**Task to complete**
Reproduce word for word the part of the listing below that opens with the line containing "Where can you spot the deep" and continues to the end of the listing.

>> START

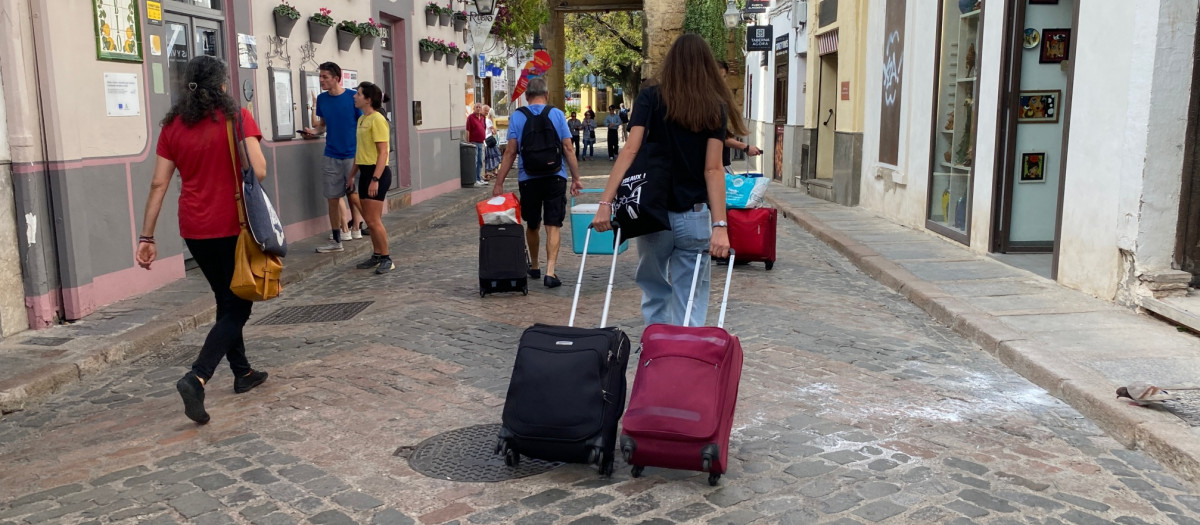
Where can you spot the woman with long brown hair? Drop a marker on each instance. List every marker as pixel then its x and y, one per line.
pixel 687 108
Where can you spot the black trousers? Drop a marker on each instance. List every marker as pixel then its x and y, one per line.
pixel 215 258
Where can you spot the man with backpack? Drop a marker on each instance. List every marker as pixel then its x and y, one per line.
pixel 539 134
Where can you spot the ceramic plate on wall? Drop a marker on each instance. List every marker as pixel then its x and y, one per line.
pixel 1032 38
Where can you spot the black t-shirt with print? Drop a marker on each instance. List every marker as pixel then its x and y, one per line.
pixel 687 149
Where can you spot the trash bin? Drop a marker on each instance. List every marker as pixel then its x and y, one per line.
pixel 467 164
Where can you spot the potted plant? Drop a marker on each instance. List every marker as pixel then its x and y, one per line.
pixel 432 10
pixel 426 48
pixel 286 17
pixel 347 31
pixel 441 49
pixel 319 24
pixel 369 31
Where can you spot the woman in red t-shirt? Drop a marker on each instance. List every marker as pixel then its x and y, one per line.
pixel 195 139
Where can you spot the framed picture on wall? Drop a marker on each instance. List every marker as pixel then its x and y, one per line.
pixel 118 30
pixel 1055 46
pixel 1033 168
pixel 1038 107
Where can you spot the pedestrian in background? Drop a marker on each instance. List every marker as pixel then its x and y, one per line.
pixel 375 175
pixel 613 124
pixel 334 113
pixel 589 134
pixel 477 132
pixel 196 139
pixel 576 126
pixel 687 108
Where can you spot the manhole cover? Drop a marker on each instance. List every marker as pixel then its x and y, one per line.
pixel 1187 406
pixel 467 454
pixel 47 341
pixel 315 313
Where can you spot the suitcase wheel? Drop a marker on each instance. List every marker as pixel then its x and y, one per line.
pixel 511 458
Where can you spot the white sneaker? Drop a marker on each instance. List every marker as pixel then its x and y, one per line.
pixel 330 248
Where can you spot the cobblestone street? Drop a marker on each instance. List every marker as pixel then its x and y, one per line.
pixel 855 406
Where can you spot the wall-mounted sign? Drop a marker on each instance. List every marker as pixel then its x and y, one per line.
pixel 154 12
pixel 756 6
pixel 121 95
pixel 759 38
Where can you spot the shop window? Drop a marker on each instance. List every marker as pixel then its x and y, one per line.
pixel 954 133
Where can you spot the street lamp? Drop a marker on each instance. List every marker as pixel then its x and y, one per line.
pixel 484 11
pixel 732 16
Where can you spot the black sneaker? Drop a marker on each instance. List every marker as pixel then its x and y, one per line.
pixel 192 392
pixel 244 384
pixel 370 263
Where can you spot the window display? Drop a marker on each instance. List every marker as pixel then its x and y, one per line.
pixel 954 133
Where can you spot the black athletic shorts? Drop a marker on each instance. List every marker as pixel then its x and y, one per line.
pixel 365 174
pixel 544 198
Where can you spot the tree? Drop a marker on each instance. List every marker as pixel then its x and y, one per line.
pixel 612 46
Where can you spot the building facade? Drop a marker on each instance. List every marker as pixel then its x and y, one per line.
pixel 87 83
pixel 1049 133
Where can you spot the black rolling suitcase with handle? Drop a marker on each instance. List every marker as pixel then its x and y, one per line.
pixel 503 259
pixel 568 390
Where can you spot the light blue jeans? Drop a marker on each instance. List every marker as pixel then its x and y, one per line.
pixel 666 261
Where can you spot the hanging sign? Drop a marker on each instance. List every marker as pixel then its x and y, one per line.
pixel 759 38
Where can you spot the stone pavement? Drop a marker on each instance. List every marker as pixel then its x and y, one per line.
pixel 856 408
pixel 37 363
pixel 1077 347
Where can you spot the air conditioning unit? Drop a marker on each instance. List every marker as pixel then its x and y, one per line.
pixel 799 14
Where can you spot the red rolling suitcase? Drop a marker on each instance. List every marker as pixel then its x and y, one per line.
pixel 753 234
pixel 681 410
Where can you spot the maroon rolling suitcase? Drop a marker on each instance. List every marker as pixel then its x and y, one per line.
pixel 753 234
pixel 681 410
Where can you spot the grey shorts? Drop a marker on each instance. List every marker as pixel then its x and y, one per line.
pixel 335 173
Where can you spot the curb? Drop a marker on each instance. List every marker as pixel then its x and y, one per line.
pixel 138 342
pixel 1158 434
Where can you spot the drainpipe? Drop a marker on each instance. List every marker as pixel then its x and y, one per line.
pixel 30 146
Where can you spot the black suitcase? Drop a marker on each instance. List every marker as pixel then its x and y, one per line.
pixel 568 390
pixel 503 260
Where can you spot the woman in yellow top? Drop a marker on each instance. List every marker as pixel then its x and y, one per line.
pixel 375 176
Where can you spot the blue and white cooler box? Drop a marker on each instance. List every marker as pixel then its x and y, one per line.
pixel 581 218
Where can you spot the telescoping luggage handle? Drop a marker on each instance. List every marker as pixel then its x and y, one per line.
pixel 691 295
pixel 612 272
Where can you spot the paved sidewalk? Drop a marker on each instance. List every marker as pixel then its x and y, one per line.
pixel 1078 348
pixel 37 363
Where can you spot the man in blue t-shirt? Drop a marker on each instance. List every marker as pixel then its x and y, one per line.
pixel 543 198
pixel 335 113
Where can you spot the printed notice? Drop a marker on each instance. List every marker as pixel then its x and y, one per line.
pixel 121 94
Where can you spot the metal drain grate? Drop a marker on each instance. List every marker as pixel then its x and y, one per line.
pixel 47 341
pixel 467 454
pixel 315 313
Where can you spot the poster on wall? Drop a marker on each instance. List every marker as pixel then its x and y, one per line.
pixel 121 95
pixel 118 30
pixel 893 82
pixel 281 103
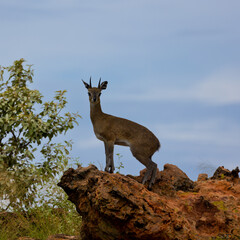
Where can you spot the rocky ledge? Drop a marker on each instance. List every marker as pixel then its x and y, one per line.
pixel 118 207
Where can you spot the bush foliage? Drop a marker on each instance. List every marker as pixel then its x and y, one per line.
pixel 29 159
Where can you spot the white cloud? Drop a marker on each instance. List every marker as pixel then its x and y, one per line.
pixel 213 132
pixel 219 88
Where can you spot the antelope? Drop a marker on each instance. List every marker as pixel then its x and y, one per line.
pixel 119 131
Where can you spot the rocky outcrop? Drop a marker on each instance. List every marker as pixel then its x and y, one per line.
pixel 117 207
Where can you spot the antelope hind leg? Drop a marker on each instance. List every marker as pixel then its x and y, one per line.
pixel 109 157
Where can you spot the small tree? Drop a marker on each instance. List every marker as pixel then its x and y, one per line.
pixel 22 130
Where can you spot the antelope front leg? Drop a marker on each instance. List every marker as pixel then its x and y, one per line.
pixel 109 156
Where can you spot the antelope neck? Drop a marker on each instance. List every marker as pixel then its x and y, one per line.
pixel 95 111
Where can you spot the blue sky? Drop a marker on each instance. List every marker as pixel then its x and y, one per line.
pixel 172 66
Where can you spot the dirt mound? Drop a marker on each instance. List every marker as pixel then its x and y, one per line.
pixel 115 206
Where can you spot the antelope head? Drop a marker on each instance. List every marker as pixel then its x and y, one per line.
pixel 94 93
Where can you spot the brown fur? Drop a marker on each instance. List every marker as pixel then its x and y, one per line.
pixel 119 131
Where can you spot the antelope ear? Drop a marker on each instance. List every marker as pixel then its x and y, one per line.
pixel 86 85
pixel 103 85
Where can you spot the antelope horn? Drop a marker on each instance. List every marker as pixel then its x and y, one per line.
pixel 90 83
pixel 99 83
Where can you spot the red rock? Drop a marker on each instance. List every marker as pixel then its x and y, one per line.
pixel 117 207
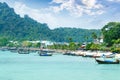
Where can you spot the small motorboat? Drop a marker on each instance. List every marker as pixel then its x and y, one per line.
pixel 104 61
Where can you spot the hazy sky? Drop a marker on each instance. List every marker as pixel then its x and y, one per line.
pixel 89 14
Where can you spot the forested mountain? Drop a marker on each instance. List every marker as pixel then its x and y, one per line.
pixel 14 27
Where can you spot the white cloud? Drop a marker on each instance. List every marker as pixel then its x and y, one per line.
pixel 89 7
pixel 36 14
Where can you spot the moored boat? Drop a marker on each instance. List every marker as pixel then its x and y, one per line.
pixel 45 53
pixel 107 61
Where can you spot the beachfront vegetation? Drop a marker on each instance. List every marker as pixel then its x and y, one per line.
pixel 111 33
pixel 15 28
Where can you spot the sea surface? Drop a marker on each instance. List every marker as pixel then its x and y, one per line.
pixel 14 66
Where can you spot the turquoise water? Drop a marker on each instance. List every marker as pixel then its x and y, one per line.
pixel 15 66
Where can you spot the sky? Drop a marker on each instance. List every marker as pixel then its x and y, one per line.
pixel 87 14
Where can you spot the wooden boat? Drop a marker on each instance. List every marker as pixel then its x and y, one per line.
pixel 107 61
pixel 45 53
pixel 23 51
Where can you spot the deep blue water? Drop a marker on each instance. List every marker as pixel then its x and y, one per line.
pixel 14 66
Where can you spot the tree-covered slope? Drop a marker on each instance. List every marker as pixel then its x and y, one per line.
pixel 14 27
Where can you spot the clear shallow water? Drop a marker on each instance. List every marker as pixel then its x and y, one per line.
pixel 15 66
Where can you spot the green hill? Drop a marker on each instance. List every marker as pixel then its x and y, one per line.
pixel 14 27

>> END

**Response to this task**
Where can you spot the deep blue water? Drop a marker on each instance. List every marker as pixel then its x and y, one per line.
pixel 14 66
Where can you spot the tree-covered slope? Drop a marker on each instance. List every marker as pixel then its x and y, one per line.
pixel 14 27
Where can you spot the clear shallow water? Drop a marker on each instance. List every marker as pixel then its x and y, one per line.
pixel 15 66
Where can you spot the green hill? Drop a marker on each instance. List every marker as pixel then its x and y, one per line.
pixel 14 27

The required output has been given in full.